### Text extract

--- --- ---

Exact differential equations are first-order differential equations of the form $$\displaystyle{ M(x,y)~dx + N(x,y)~dy = 0 }$$ where $$M_y = N_x$$. The requirement that $$M_y = N_x$$ means the differential equation is what we call exact.

classification: this technique applies to first-order differential equations

$$M(x,y)~dx + N(x,y)~dy = 0$$ and $$M_y = N_x$$

Here are some equivalent ways of writing this differential equation.

 $$\displaystyle{ M(x,y)~dx + N(x,y)~dy = 0 }$$ $$\displaystyle{ M(x,y) + N(x,y)y' = 0 }$$ $$\displaystyle{ M(x,y) + N(x,y)\frac{dy}{dx} = 0 }$$

How To Solve

Lets jump right into a video to see how we solve these. Here is a great video clip explaining the technique and showing a couple of examples.

### Dr Chris Tisdell - exact equations [1hr-6mins-16secs]

video by Dr Chris Tisdell

In the video above, he does a good job of emphasizing that, before you start actually solving the differential equation, you need to make sure it is exact by calculating $$M_y$$ and $$N_x$$ and checking that they are equal. Otherwise, this technique will take you down a path that leads nowhere. Most instructors will take off points if you don't show work that you did this. So check with your instructor. But even if they don't take off points, it could save you a lot of time on homework and exams if you do this and it takes only a few seconds. So it is a good investment of your time.

The main difference with these types of problems is that you need to remember the constant of integration is actually a function of integration. This occurs because we are taking the partial integral of one variable while holding the other variable constant. This concept is covered in detail on the multi-variable partial integration page.

Here is another video that is very similar to the first one, with a few different examples. But watching this one also, will help you understand this technique better.

### Dr Chris Tisdell - more exact equations [23mins-3secs]

video by Dr Chris Tisdell

Integrating Factors

If we have a first-order equation of the form $$M(x,y)~dx + N(x,y)~dy = 0$$ but $$M_y \neq N_x$$, i.e. the equation is not exact (also called inexact), we may be able to convert the equation to exact using integrating factors. You first came across integrating factors when you studied linear, first-order equations. This technique also uses an integrating factor but it is calculated differently.

--- --- ---

### Information shown
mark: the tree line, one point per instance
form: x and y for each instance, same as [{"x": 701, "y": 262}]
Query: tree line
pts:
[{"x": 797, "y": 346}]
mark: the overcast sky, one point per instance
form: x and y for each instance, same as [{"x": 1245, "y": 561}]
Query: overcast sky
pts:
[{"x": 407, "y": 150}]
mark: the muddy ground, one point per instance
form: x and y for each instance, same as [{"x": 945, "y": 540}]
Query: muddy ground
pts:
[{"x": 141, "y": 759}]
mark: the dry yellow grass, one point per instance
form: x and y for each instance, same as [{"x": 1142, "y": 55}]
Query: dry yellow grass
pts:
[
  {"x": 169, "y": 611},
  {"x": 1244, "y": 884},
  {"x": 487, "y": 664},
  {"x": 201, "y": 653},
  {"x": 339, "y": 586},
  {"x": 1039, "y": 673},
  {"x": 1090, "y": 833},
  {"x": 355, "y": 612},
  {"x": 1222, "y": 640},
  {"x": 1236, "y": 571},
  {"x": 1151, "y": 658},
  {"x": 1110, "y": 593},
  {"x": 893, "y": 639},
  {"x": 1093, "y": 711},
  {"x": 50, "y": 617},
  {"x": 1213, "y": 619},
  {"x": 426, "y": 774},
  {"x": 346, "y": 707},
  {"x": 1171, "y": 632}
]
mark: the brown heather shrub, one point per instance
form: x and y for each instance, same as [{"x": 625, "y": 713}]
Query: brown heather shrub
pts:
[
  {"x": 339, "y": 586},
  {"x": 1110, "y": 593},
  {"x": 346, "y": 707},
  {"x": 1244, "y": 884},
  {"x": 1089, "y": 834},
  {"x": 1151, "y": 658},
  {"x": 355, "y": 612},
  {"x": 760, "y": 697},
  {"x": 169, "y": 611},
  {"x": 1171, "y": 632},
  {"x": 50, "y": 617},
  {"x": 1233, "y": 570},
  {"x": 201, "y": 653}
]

--- --- ---

### Stated problem 1
In the text on exact differential equations, what is the constant of integration actually said to be?
### Stated problem 2
List every row above that contains the word "ground".

### Expected answer 1
A function of integration.

### Expected answer 2
mark: the muddy ground, one point per instance
Query: muddy ground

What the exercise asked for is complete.